EXERCISE>
Rewrite the records below, from the line with "Thanks for the photo. Could you please mark the white curtain" through the end, switching "green plant" to "potted fern" and leaving everything else the same.

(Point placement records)
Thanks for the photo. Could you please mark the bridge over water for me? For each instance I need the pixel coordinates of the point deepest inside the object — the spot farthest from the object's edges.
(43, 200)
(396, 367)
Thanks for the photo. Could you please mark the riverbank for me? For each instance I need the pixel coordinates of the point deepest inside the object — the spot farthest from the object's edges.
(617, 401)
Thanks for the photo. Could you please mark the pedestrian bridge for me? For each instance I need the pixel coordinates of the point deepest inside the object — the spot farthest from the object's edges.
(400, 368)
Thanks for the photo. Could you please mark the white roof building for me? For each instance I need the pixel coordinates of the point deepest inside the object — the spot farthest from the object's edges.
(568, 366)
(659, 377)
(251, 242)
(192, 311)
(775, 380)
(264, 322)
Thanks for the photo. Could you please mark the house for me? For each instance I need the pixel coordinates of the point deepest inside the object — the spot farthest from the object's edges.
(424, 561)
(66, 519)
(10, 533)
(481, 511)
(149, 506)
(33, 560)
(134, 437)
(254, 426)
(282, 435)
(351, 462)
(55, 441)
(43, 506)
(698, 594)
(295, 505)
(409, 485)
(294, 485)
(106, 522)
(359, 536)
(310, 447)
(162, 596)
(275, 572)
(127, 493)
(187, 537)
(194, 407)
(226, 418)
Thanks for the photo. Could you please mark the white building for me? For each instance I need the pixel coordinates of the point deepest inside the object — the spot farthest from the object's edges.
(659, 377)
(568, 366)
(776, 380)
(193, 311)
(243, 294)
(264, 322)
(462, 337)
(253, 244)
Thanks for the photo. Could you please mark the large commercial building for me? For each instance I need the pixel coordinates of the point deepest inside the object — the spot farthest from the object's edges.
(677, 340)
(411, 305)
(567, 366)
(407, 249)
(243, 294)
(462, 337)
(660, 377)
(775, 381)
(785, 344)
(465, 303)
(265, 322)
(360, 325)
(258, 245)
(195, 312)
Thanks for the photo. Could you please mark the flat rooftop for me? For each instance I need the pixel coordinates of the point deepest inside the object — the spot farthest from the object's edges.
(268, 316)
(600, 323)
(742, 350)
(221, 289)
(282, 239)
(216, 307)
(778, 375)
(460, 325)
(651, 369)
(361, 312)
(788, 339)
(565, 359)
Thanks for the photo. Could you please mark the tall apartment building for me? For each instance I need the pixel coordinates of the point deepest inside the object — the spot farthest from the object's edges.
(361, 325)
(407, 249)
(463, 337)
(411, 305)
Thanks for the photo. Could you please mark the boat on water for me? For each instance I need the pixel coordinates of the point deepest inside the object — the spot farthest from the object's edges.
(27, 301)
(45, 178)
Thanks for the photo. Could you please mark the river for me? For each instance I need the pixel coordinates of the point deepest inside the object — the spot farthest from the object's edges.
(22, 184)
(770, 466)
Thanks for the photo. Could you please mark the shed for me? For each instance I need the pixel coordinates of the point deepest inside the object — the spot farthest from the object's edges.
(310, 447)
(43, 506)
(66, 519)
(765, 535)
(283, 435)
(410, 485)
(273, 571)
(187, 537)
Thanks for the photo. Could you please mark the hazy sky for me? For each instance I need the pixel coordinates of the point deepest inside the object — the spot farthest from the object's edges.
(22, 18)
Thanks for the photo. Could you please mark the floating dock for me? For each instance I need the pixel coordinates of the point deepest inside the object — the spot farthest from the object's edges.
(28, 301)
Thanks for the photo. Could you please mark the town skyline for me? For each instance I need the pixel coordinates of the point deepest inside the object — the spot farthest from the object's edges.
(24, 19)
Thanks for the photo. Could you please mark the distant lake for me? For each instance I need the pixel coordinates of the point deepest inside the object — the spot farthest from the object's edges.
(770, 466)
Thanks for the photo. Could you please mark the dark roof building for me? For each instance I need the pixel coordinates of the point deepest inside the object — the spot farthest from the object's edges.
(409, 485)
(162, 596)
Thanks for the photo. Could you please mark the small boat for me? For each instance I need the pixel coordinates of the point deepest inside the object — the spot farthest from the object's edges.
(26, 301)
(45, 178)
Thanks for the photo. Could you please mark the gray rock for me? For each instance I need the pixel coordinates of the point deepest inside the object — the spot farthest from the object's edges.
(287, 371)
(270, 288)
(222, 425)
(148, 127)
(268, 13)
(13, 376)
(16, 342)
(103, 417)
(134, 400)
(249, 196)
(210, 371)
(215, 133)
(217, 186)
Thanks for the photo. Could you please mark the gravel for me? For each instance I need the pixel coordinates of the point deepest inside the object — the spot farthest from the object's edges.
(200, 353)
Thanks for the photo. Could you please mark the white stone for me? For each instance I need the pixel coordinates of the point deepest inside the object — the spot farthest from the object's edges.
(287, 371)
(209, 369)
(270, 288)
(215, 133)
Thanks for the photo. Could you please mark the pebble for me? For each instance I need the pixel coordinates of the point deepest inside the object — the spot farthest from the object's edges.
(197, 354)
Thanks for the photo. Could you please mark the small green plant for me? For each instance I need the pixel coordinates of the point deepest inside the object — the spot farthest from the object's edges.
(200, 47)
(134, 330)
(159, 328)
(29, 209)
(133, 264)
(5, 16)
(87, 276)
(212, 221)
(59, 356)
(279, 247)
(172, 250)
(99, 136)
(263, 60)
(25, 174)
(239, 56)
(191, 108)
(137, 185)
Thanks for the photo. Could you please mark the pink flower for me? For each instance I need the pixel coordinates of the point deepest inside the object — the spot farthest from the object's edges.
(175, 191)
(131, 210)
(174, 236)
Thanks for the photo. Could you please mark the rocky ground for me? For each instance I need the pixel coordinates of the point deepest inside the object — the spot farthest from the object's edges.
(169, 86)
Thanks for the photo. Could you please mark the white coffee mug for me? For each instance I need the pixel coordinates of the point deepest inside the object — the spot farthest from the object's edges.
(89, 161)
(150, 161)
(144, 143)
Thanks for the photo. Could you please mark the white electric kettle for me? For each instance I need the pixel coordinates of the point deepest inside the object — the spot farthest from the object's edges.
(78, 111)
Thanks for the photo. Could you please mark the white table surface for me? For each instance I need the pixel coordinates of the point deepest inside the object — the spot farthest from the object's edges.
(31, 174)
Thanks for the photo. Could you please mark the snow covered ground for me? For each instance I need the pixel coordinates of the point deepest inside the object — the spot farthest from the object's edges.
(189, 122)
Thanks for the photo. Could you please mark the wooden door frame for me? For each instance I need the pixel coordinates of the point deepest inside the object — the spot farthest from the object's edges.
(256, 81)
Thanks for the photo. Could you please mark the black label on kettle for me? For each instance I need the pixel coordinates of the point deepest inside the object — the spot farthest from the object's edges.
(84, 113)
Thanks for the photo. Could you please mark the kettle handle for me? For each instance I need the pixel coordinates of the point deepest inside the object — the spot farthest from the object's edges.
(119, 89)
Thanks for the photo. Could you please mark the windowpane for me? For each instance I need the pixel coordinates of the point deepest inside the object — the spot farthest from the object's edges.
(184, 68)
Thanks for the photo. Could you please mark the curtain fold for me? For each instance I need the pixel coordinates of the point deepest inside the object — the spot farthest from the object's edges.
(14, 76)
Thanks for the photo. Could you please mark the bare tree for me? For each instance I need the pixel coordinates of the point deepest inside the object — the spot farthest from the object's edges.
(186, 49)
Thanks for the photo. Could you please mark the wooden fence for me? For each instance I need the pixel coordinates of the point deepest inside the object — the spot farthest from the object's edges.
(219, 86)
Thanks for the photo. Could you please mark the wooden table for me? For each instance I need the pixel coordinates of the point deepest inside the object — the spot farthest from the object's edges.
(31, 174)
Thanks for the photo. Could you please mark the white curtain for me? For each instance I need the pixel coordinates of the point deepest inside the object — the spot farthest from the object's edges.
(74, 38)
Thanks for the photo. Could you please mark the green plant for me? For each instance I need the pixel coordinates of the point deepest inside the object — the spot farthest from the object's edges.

WRITTEN SOLUTION>
Thanks for the photo. Could you please mark the white curtain for me? For each instance I need the pixel coordinates of the point deepest inside the object — the spot farthest from the object's edges.
(74, 38)
Thanks for the photo. Could you please mark the potted fern for me? For each instance I need the pixel coordinates of the point deepest inside the object — the spot farthest from the object's edges.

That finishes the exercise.